- _EXERCISE_
Could you write out all the records once more, exactly?

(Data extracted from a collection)
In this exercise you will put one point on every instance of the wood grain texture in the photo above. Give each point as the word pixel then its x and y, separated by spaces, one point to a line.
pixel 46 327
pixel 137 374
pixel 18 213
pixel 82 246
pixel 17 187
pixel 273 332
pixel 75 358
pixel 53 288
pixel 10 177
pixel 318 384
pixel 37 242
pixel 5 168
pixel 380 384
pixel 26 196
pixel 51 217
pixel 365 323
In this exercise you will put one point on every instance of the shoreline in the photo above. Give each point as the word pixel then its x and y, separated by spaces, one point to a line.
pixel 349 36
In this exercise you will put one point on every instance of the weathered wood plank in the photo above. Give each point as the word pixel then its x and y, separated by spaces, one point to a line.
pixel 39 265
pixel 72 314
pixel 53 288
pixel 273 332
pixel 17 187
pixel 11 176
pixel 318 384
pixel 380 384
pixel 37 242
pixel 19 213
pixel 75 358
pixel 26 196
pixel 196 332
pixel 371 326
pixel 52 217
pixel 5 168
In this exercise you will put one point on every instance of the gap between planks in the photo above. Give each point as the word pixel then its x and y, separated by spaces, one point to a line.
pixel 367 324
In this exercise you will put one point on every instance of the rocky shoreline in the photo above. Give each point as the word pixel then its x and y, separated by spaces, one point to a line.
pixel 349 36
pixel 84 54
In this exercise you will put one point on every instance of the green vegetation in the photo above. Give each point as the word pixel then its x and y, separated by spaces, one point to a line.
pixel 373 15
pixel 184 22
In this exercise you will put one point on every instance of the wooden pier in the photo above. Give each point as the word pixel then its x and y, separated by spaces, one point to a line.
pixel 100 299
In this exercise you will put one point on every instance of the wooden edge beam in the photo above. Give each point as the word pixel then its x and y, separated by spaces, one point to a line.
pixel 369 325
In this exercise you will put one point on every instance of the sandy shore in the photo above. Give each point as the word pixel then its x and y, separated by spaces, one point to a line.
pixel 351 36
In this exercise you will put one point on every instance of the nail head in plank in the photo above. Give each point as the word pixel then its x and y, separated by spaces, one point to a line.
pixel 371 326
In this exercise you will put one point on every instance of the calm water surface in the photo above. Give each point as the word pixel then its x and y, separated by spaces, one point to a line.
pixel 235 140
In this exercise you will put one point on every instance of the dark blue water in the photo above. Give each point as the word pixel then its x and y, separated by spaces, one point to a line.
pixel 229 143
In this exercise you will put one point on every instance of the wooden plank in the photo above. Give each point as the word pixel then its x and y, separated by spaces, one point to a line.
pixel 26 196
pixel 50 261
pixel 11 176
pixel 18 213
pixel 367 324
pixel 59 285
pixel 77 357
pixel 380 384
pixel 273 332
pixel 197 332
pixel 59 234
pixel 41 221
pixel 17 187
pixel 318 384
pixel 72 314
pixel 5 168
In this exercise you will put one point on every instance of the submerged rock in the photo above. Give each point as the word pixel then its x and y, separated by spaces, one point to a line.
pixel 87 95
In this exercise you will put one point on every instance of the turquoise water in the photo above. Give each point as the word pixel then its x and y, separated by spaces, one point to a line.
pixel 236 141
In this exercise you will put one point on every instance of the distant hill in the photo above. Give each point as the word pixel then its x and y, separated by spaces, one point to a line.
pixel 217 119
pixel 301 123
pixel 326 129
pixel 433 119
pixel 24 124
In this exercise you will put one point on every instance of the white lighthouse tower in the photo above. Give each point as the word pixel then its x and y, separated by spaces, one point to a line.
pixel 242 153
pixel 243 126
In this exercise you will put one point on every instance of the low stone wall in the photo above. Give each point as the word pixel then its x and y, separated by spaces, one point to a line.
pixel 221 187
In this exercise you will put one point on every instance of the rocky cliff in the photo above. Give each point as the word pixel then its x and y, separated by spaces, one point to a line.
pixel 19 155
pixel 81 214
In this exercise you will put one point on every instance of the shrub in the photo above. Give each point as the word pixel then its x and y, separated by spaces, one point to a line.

- _EXERCISE RESPONSE_
In this exercise you will put one point on every instance of the wood grain texture in the photo above. Give each point as the word pixel then its x and y, separated by spaces, one point to a line.
pixel 46 327
pixel 137 374
pixel 18 213
pixel 82 246
pixel 17 187
pixel 273 332
pixel 75 358
pixel 53 288
pixel 10 177
pixel 318 384
pixel 37 242
pixel 5 168
pixel 380 384
pixel 26 196
pixel 51 217
pixel 365 323
In this exercise you will put one point on every instance of the shoreline in the photo above. Give each point as the word pixel then its x and y, separated by spaces, one point to a line.
pixel 349 36
In this exercise you will put one point on every instance of the weathered wood plank in the photo above. Give each point as the word pixel then its x and y, separated by spaces, one point to a line.
pixel 39 265
pixel 72 314
pixel 53 288
pixel 273 332
pixel 17 187
pixel 11 176
pixel 318 384
pixel 380 384
pixel 37 242
pixel 19 213
pixel 75 358
pixel 26 196
pixel 196 332
pixel 371 326
pixel 52 217
pixel 5 168
In this exercise you will put one point on every instance of the gap between planks in the photo above. Give each point as the word pixel then its x and y, separated by spaces, one point to a line.
pixel 367 324
In this exercise you will put one point on every instance of the rocky shoreline in the photo above. Give each point as the word pixel then its x and y, separated by spaces, one point to a line.
pixel 349 36
pixel 84 54
In this exercise you will put one point on every instance of the green vegetation in the photo above. Give each point as the word pixel then its x and y, separated by spaces, one point to a line.
pixel 373 15
pixel 184 22
In this exercise you will put one point on every instance of the wooden pier in the photo above. Give each point as the word pixel then its x and y, separated by spaces, one point to a line.
pixel 100 299
In this exercise you will put one point on every instance of the wooden edge beam in the photo above. Give each point as the word pixel then its x and y, separated by spaces, one point to a line.
pixel 369 325
In this exercise you will put one point on every instance of the sandy shore in the photo above. Give each point as the word pixel then its x and y, separated by spaces, one point to a line.
pixel 351 36
In this exercise you will put one point on every instance of the nail head in plank in the photo above. Give each point as the word pixel then its x and y, separated by spaces, one point to a line.
pixel 371 326
In this exercise you will put one point on every instance of the calm water surface in the photo above. Give each point as the word pixel then its x and y, separated by spaces, one point to a line.
pixel 235 140
In this exercise you will put one point on every instance of the dark blue water in the photo above. Give each point as the word pixel then its x and y, separated by spaces, one point to a line.
pixel 229 143
In this exercise you will put one point on every instance of the wooden plank in the photo above. Give each point as the word pixel then its x and y, separated by spaces, one point to a line.
pixel 26 196
pixel 50 261
pixel 11 176
pixel 18 213
pixel 367 324
pixel 59 285
pixel 77 357
pixel 380 384
pixel 273 332
pixel 197 332
pixel 59 234
pixel 41 221
pixel 17 187
pixel 318 384
pixel 72 314
pixel 5 168
In this exercise you will put one point on every instance of the submerged rock in the photo above. Give each point as the word pixel then its x and y, separated by spaces, one point to a line.
pixel 87 95
In this exercise you will put one point on every instance of the turquoise water in the photo above. Give each point as the word pixel then its x and y, separated by spaces, one point to a line.
pixel 236 141
In this exercise you will put one point on every instance of the distant hill in the photo above. Give each point as the word pixel then its x and y, separated by spaces, one point to a line.
pixel 217 119
pixel 301 123
pixel 326 129
pixel 433 119
pixel 24 124
In this exercise you will put one point on every instance of the white lighthouse tower in the photo above. Give each point as the word pixel then its x and y, separated by spaces, one point to a line.
pixel 242 153
pixel 243 126
In this exercise you will put one point on every instance of the low stone wall in the photo above. Give each point as the word pixel then its x and y, separated by spaces, one point to a line.
pixel 221 187
In this exercise you will put one point on every instance of the rocky cliff in the photo above. Give each point as the word pixel then its x and y, separated by spaces, one point to a line.
pixel 19 155
pixel 81 214
In this exercise you will put one point on every instance of the shrub in the photo above. Give each point as the word pixel then its x and y, separated by spaces, one point to a line.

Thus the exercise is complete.